- Set exercise 1: In the entries, substitute "positions" for "coordinates" in the part that opens with the line containing "Exercise. Pin every instance of the flowing" and runs through the end of the entries. Return only that part, with everything else left as it is.

## BEGIN Document section

If anyone has the same compile pronlem, move the "random_nonce"
definition up 10 lines to before the definition of extract_buf().

It compiles (and boots; I'm running it right now) for me as posted;
I'm not sure what the difference is.  Compiler version?  I'm running
gcc 5.2.1.

^ permalink raw reply	[flat|nested] 30+ messages in thread

* Re: Updated scalable urandom patchkit
  2015-10-13 21:10                     ` George Spelvin
  2015-10-14  2:15                       ` Andi Kleen
@ 2015-10-21  8:27                       ` George Spelvin
  2015-10-21 11:47                         ` Andi Kleen
  1 sibling, 1 reply; 30+ messages in thread
From: George Spelvin @ 2015-10-21  8:27 UTC (permalink / raw)
  To: ahferroin7, andi, jepler, linux-kernel, linux, linux, tytso

After having worked out the basics of a non-blocking /dev/urandom read,
(patches poated; I'm hoping someone will comment on them!), I need to
work out the crypto.

Patch 3/4 of that series showed how to have concurrent pool readers not
separated by mixback operations, but it was a stub, not really well
thought through.  Since then, I've been trying to think of how to do
it properly.  That entails figuring out exactly what the design goals
of the mixback are.

The current mixback operation works as follows:
* Generate 160 bits of hash output
* Produce 80 bits of that as user output
* Mix all 160 bits back into the pool.  This achieves two things:
  * Salting.  It changes the pool state so the next hash will
    produce different output.
  * Anti-backtracking protection.  By adding the output back to the input,
    it makes it difficult for an attacker who captures the later pool
    state to figure out the 

Now, the salting goal can be achieved just as well with a simple
unique nonce.  In the example, it's an incrementing counter and CPU ID.

But the anti-backtracking is more complex.

First of all, we note that the current design is only computationally
secure, not information theoretically.  To achieve the latter, we'd
have to actually destroy entropy in the pool (by zeroing it or doing
something like Spritz's crush() operation), which doesn't seem worth it.

The basic idea of having as much mixback as output seems good.
If you're going to do it at all, you might as well do it right,
and you don't want a 256-bit key to have an 160-bit attack from
a captured pool state.

But there is a practical maximum.  I can't think of a reason why you'd
need more than the output pool size (128 bytes = 1024 bits), but maybe
256 bits is good enough.  Thoughts?

(256 bits also corresponds to one full cycle of the input mix
over the pool, FWIW.)


One thing that's questionable is the fact that the entire 20 bytes is mixed
back.  Because the input hash is not very rapid, it's possible for the
mixback to land on a low-entropy part of the pool and not be well hidden.

If that happens, the previous random output (or partial information about
it) would be recoverable, even if the full previous pool state is not.

I'm not sure how big a problem this is, but only mixing back 80
bits (independent of the output bits) might be better.


A change I'm thinking about, which would simplify implementation
considerably, would be to use all 160 bits of hash output for the user
output, and then do additional hashing, to do the mixback.

This greatly simplifies the contended-pool case by only requiring
readers to pass the *amount* of mixback to the lock holder, which
can be done with an atomic_add.  There's no need to pass actual data,
because the lock-holder can just generate it themselves.

## END Document section

- Set exercise 2: In the urandom patch discussion, how many bits of hash output does the current mixback operation generate?

## BEGIN Supplied entries

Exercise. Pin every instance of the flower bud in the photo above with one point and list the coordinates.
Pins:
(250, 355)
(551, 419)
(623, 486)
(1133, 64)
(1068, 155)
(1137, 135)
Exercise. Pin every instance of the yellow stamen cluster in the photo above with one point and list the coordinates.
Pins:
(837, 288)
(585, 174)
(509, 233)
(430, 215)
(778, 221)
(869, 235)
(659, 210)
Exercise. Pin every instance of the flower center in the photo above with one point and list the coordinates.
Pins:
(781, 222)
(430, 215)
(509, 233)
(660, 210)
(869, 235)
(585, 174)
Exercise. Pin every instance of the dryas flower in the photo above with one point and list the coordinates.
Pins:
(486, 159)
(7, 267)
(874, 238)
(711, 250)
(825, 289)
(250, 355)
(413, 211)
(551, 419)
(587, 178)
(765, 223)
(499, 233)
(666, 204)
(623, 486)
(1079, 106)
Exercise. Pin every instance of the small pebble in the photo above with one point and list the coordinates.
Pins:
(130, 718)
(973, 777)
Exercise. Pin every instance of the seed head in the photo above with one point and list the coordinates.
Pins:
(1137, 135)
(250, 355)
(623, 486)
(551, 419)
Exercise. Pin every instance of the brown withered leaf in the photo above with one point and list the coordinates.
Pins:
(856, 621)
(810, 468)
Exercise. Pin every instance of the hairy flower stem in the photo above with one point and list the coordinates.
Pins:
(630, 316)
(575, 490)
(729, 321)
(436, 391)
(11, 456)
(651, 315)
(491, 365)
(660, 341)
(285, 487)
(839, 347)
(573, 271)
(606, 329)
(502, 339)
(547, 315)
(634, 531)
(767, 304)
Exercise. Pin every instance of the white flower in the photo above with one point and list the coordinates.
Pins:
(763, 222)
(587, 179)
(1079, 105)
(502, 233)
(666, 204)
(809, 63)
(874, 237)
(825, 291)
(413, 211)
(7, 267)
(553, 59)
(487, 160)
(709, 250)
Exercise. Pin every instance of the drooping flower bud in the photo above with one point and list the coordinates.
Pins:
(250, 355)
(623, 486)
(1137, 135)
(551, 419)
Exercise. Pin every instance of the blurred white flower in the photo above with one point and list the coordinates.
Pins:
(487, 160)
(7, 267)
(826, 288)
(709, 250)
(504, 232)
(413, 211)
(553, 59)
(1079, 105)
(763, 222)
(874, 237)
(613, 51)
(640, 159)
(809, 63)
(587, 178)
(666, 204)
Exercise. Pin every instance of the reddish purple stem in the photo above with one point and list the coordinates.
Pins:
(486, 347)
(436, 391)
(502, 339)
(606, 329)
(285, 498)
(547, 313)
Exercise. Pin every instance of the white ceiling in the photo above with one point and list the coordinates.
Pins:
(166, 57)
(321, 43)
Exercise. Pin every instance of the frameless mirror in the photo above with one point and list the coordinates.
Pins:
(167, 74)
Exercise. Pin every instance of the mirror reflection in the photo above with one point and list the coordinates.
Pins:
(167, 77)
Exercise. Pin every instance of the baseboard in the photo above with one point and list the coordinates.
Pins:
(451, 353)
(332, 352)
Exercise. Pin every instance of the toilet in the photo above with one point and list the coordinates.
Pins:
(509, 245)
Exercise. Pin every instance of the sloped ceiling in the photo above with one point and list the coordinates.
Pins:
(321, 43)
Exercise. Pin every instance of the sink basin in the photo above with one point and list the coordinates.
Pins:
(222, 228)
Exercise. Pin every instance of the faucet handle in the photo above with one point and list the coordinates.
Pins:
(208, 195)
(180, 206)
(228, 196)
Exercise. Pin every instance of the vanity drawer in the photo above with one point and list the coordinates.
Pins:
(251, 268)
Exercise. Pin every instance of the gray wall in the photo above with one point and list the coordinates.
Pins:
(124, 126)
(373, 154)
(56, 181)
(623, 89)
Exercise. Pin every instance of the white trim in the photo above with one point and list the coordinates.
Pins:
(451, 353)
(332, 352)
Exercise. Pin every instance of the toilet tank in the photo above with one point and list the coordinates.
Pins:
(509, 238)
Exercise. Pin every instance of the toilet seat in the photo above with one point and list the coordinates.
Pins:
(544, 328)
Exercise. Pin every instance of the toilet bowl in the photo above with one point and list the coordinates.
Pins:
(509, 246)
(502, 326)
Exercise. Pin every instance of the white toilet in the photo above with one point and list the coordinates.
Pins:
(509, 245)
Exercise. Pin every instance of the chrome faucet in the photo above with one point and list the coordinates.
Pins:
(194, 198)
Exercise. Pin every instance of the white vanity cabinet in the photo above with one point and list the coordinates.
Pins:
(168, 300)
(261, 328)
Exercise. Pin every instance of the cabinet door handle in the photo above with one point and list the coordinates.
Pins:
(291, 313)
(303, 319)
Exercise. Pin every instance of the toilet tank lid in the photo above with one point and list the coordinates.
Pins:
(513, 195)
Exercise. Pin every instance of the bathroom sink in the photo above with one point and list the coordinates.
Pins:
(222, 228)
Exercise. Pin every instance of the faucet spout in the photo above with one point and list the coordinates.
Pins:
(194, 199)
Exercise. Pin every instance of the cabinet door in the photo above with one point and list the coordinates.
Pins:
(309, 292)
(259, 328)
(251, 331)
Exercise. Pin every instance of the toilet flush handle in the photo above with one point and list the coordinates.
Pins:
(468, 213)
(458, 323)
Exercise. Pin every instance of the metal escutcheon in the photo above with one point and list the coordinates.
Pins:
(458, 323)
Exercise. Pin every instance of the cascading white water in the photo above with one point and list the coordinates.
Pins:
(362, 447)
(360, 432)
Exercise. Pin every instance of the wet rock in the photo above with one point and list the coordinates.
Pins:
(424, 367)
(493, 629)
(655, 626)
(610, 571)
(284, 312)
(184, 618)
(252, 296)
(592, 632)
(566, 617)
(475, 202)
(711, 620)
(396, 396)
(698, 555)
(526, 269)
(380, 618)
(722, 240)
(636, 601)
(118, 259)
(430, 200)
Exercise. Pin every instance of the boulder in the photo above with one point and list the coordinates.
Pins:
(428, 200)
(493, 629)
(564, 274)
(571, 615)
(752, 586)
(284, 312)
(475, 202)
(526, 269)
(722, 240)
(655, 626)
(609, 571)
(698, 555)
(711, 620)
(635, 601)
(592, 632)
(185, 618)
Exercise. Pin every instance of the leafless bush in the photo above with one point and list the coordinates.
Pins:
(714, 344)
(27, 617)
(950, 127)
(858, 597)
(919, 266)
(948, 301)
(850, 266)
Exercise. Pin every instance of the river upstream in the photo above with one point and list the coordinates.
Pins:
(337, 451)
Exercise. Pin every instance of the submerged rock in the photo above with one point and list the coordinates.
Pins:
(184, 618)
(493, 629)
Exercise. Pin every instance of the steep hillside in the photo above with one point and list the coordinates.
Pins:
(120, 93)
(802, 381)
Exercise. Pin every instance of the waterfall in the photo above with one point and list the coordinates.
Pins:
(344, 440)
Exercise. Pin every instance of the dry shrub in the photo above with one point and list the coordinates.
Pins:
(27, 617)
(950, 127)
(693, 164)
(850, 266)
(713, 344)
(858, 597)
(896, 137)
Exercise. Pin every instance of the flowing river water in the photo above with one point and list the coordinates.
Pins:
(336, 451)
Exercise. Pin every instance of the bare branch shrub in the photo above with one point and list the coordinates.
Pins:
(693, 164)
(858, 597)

## END Supplied entries

- Complete answer 1:
Exercise. Pin every instance of the flowing river water in the photo above with one point and list the positions.
Pins:
(336, 451)
Exercise. Pin every instance of the bare branch shrub in the photo above with one point and list the positions.
Pins:
(693, 164)
(858, 597)

- Complete answer 2: 160 bits.